[Task material]

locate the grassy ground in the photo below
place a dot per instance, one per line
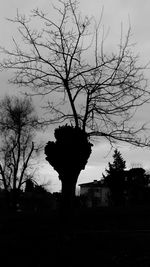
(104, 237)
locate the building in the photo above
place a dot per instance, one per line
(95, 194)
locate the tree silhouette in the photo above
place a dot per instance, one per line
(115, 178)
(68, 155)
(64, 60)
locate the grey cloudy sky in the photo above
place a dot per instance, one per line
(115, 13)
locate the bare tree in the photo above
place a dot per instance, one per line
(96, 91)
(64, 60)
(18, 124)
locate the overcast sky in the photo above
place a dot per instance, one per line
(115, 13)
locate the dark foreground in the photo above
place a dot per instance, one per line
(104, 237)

* * *

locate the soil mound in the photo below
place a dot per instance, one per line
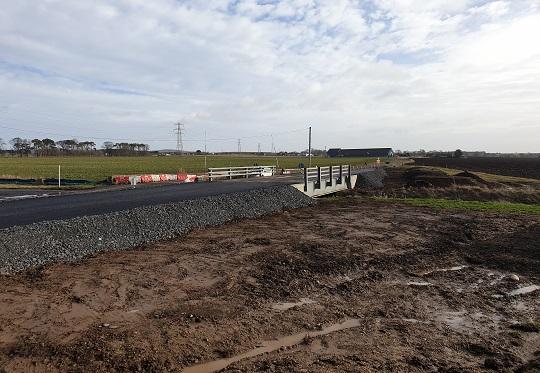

[What is needed] Which lines in the data above contain the word "tree"? Copy each of them out.

[Output below]
locate the tree silhouette in the photo above
locate the bare tree in the photo above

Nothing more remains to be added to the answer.